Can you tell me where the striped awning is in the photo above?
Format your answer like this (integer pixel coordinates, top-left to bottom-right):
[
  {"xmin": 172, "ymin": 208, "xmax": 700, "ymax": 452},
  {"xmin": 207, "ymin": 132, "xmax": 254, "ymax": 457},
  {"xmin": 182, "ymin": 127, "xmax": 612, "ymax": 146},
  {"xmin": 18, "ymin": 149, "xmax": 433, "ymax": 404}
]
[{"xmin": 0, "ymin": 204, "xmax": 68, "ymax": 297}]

□ □ □ □

▶ [Цель задания]: Представьте все строки приведенных выше записей в виде таблицы Markdown со столбцами «Номер» и «Строка». Пустые строки в таблицу не включайте.

▶ [Ответ к заданию]:
| Номер | Строка |
|---|---|
| 1 | Can you tell me where the striped awning is in the photo above? |
| 2 | Format your answer like this (integer pixel coordinates, top-left to bottom-right): |
| 3 | [ |
| 4 |   {"xmin": 172, "ymin": 208, "xmax": 700, "ymax": 452}, |
| 5 |   {"xmin": 207, "ymin": 132, "xmax": 254, "ymax": 457}, |
| 6 |   {"xmin": 182, "ymin": 127, "xmax": 612, "ymax": 146}, |
| 7 |   {"xmin": 18, "ymin": 149, "xmax": 433, "ymax": 404} |
| 8 | ] |
| 9 | [{"xmin": 0, "ymin": 204, "xmax": 68, "ymax": 297}] |